> **EXERCÍCIO ESCRITO**
Reproduza sem nenhuma mudança as linhas da listagem abaixo, começando na que contém "Locate the palm trunk" e terminando na que contém "[283,569,335,725]", com as duas incluídas. Deixe as imagens de fora da resposta.

[Registros de caixas delimitadoras]
|---|
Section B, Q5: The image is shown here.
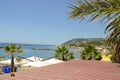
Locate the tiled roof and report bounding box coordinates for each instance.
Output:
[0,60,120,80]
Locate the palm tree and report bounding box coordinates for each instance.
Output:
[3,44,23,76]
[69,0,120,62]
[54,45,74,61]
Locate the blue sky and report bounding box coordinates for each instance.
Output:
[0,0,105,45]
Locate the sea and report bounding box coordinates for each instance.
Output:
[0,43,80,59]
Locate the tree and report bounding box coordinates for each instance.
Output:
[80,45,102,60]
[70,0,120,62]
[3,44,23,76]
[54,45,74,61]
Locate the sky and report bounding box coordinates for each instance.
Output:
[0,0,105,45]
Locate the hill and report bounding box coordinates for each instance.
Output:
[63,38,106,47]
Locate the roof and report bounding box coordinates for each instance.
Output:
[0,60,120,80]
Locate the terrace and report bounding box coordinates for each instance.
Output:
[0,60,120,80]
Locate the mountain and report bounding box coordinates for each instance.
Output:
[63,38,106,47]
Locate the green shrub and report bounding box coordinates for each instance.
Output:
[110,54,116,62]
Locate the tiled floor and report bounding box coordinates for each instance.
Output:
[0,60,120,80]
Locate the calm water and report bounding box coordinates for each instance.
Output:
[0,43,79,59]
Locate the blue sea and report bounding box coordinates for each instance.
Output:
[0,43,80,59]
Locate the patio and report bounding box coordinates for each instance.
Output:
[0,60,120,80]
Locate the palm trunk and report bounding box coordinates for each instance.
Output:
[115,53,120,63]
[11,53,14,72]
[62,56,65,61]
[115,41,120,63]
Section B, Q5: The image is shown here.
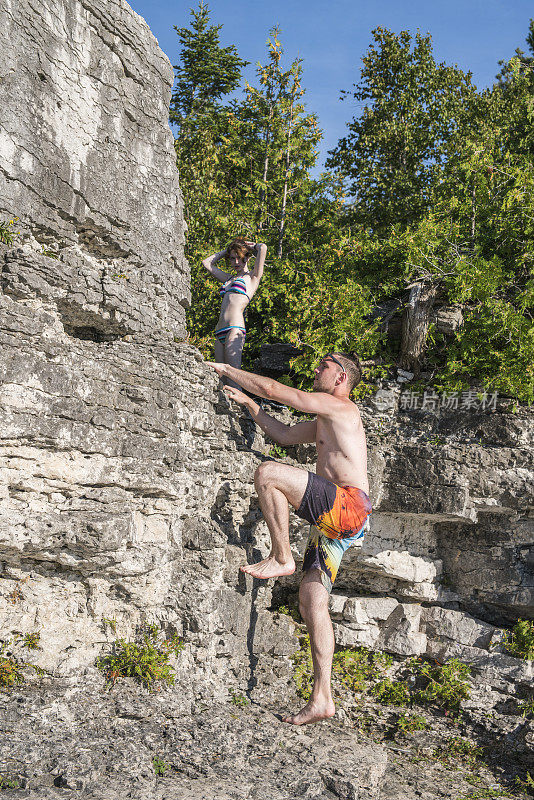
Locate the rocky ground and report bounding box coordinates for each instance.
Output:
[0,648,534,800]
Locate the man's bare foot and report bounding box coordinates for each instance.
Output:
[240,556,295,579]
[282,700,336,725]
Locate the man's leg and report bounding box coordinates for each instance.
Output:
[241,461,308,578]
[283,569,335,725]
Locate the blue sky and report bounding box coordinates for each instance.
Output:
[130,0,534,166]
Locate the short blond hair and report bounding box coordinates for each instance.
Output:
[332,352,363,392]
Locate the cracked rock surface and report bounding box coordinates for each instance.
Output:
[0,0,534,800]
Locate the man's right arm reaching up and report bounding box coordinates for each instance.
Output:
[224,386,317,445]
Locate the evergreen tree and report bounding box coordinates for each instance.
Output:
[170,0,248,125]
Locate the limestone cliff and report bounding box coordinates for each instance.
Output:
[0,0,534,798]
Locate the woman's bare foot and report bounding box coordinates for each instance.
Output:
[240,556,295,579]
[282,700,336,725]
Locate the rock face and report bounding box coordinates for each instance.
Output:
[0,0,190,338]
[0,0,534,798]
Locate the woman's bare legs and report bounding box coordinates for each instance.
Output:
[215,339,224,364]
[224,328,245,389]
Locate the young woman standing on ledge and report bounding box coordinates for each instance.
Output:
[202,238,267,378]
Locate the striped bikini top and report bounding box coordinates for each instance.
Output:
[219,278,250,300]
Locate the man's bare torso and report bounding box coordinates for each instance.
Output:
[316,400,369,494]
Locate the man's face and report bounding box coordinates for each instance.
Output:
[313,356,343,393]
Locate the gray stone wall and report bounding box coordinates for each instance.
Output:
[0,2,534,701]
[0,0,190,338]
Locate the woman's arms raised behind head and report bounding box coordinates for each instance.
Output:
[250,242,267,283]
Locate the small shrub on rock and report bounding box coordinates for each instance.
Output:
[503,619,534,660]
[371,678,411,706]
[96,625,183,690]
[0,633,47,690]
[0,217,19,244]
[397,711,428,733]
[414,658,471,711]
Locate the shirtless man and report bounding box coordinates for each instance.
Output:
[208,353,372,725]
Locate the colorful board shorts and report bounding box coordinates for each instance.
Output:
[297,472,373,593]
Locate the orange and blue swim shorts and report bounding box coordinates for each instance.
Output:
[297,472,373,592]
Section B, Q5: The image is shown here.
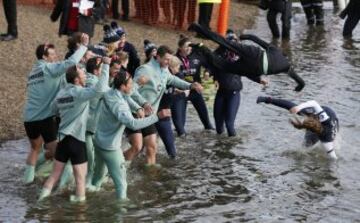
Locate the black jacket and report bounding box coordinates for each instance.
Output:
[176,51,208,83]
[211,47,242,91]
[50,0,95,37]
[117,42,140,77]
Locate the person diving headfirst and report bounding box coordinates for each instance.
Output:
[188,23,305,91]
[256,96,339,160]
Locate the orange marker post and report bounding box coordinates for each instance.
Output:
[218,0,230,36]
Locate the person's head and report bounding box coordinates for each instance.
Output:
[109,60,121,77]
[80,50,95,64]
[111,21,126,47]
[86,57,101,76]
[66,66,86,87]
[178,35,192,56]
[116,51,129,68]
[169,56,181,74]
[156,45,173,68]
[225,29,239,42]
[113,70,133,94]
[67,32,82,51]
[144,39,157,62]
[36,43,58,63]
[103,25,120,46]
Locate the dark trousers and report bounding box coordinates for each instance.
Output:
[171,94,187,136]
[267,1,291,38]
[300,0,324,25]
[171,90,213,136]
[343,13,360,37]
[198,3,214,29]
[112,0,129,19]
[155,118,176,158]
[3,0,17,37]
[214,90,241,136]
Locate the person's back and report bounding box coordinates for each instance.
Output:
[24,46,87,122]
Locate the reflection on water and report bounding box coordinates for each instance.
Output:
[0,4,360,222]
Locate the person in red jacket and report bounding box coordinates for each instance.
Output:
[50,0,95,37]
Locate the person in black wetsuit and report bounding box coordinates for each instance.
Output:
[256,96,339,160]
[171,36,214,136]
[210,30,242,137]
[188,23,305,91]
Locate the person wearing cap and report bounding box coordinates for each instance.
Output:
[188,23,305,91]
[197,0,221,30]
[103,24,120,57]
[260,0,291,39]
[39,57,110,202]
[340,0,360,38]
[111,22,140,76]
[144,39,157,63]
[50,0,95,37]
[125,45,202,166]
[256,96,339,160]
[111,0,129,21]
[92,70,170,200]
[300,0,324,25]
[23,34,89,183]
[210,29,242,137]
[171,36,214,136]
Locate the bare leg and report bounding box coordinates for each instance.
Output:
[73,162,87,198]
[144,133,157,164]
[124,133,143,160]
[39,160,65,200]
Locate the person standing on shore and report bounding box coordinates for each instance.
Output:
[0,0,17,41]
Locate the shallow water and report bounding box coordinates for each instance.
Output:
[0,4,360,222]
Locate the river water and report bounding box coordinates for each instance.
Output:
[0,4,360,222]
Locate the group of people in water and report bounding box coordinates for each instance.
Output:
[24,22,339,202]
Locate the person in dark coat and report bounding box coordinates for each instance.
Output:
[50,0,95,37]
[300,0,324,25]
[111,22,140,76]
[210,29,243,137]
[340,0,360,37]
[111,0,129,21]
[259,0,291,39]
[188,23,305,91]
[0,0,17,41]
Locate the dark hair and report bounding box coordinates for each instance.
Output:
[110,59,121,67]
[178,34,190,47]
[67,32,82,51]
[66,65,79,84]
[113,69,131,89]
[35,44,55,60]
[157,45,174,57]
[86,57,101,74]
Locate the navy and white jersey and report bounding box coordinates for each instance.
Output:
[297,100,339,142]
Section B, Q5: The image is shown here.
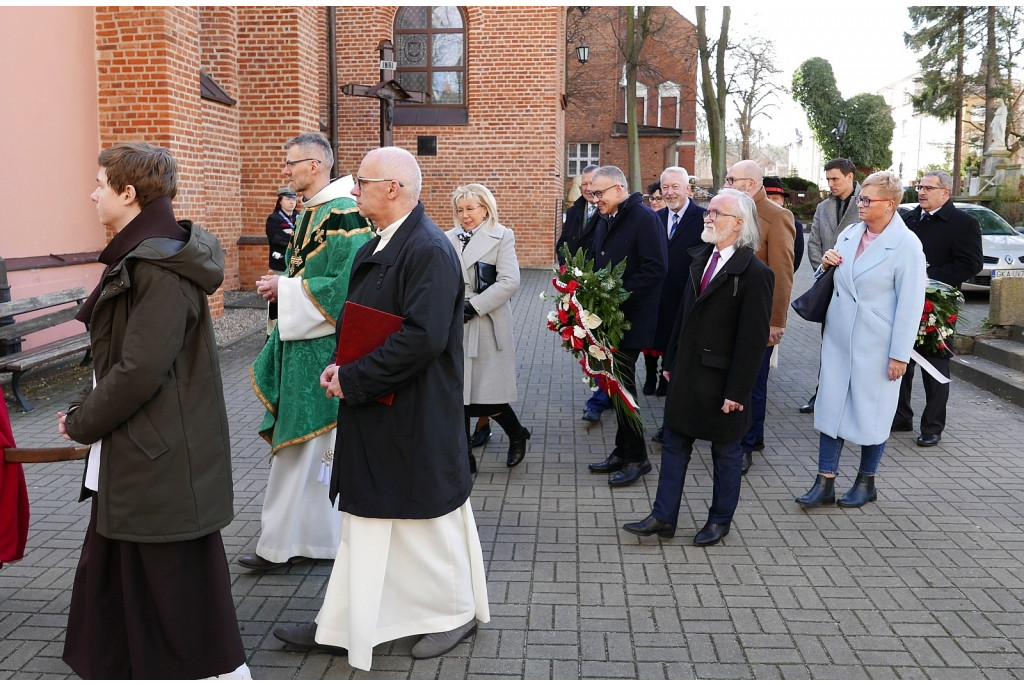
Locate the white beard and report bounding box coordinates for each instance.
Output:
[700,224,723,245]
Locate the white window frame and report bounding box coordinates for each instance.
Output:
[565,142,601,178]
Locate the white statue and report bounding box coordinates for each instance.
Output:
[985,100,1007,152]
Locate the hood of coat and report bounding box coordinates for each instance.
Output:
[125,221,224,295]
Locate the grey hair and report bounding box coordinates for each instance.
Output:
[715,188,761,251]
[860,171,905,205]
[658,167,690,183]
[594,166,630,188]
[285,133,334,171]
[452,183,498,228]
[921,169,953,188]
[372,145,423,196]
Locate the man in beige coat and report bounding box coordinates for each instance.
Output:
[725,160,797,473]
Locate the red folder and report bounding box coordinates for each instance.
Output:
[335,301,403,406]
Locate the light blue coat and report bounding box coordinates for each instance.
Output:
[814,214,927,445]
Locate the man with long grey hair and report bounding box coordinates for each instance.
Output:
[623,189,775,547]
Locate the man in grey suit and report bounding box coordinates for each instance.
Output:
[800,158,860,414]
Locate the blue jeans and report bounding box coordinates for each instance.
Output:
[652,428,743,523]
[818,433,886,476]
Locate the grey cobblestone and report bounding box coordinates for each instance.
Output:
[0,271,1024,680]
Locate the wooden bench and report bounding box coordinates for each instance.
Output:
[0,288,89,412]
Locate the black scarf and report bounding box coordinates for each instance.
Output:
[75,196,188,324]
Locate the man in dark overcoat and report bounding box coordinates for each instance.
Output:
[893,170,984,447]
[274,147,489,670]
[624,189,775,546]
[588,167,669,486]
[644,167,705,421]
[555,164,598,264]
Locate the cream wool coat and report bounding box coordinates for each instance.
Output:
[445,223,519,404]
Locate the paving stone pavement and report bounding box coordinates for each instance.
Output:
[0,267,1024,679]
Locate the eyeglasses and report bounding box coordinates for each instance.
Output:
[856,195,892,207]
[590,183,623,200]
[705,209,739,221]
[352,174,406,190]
|---|
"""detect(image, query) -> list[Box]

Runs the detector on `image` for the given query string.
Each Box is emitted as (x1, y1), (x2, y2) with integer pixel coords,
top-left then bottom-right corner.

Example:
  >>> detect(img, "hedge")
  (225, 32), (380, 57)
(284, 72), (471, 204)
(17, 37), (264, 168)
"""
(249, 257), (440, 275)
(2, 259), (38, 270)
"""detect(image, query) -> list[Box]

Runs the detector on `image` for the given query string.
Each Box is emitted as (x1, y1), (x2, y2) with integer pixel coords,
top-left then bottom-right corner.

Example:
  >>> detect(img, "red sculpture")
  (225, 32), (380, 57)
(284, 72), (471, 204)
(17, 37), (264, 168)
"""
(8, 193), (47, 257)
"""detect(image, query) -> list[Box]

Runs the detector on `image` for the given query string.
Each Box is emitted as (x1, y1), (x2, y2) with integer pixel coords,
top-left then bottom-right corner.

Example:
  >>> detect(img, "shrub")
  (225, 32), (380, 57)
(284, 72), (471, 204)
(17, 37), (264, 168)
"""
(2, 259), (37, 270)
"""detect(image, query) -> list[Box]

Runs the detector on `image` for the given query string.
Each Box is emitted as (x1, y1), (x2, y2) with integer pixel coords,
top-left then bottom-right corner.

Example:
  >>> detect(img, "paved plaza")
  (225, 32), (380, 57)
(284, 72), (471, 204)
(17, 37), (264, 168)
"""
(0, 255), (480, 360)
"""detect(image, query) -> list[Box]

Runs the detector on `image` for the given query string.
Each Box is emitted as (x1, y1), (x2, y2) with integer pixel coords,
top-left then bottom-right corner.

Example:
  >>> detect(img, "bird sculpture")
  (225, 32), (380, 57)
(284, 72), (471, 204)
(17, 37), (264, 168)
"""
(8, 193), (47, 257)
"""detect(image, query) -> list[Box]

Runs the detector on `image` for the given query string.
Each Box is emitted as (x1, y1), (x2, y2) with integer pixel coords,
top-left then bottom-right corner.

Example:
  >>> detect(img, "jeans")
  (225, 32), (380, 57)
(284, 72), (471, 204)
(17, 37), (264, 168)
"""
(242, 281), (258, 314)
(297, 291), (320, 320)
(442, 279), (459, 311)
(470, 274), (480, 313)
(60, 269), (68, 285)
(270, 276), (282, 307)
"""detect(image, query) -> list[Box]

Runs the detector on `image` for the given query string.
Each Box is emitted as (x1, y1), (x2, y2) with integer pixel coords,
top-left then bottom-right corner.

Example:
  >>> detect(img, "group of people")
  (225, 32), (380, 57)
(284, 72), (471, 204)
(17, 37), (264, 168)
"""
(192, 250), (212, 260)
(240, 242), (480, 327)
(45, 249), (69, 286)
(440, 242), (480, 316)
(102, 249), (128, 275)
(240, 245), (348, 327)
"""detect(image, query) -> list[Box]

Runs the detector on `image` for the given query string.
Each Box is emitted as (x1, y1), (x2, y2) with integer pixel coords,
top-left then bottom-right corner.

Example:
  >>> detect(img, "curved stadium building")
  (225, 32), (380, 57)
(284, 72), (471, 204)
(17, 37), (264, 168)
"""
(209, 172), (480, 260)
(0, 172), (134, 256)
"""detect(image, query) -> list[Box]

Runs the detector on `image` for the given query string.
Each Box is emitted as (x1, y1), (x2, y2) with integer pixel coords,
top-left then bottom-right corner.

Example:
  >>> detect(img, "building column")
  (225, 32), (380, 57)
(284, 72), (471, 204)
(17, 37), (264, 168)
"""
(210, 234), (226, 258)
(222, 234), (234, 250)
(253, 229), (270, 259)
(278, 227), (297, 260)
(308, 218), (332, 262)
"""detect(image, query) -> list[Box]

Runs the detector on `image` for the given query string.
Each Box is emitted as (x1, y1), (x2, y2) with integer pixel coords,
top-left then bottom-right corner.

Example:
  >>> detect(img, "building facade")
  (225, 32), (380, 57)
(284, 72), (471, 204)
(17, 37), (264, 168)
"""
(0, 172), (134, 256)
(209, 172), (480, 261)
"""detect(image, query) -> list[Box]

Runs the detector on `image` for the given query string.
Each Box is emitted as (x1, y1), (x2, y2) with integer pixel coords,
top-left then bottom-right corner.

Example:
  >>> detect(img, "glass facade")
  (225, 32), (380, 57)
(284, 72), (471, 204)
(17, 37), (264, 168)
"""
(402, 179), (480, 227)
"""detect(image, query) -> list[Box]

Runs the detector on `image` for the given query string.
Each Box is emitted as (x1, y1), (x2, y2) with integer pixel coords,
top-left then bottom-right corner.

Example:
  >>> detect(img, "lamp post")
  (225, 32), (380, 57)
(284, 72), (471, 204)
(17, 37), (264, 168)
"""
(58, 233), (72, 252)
|---|
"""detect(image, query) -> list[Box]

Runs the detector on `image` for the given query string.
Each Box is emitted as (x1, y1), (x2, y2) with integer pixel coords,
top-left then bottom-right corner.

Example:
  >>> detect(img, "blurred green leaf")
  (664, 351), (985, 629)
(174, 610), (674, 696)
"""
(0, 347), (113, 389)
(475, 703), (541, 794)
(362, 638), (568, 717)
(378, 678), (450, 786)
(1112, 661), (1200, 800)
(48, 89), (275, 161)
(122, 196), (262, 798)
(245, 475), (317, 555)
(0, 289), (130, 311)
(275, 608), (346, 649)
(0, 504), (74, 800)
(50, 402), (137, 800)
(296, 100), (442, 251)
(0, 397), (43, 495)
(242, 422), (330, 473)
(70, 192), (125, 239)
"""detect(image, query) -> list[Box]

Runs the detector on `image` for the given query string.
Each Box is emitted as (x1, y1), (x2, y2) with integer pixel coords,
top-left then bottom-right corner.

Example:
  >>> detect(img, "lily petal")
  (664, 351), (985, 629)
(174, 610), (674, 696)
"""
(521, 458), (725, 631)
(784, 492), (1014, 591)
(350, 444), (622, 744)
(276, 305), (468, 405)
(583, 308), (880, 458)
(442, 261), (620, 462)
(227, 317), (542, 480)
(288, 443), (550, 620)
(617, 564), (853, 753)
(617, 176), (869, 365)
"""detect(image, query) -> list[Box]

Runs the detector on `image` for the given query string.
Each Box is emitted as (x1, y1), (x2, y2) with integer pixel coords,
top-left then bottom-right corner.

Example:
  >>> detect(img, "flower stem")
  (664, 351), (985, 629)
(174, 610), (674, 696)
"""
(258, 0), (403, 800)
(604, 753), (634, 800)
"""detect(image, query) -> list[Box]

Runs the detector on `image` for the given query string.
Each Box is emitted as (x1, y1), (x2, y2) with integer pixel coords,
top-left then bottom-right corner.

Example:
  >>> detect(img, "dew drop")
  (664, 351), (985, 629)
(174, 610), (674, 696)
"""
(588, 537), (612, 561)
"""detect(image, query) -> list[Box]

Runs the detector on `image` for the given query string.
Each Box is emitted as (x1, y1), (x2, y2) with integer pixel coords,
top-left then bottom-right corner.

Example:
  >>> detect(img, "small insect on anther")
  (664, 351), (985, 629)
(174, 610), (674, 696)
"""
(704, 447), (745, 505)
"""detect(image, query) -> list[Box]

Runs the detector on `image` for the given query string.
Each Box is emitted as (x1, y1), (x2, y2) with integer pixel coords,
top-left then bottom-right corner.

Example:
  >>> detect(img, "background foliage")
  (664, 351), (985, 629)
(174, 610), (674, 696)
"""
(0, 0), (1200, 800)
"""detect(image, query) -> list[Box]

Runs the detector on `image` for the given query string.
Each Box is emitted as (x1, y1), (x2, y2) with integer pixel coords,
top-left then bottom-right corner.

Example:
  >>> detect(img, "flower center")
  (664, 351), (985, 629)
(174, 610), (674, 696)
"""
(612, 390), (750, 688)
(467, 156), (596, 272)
|---|
> **RESPOSTA DO EXERCÍCIO**
Locate the palm trunk and report bounding box coordinates for each instance.
Output:
[115,53,120,63]
[11,53,14,72]
[62,56,65,61]
[115,41,120,63]
Section B, Q5: The image is shown here.
Locate the rocky ground and report bounding box coordinates for each instance.
Output:
[0,648,534,800]
Locate the man's bare foot and report bounding box coordinates for each instance.
Output:
[240,556,295,579]
[282,700,336,725]
Locate the man's leg and report bounding box coordinates for each instance.
Output:
[241,461,308,578]
[283,569,335,725]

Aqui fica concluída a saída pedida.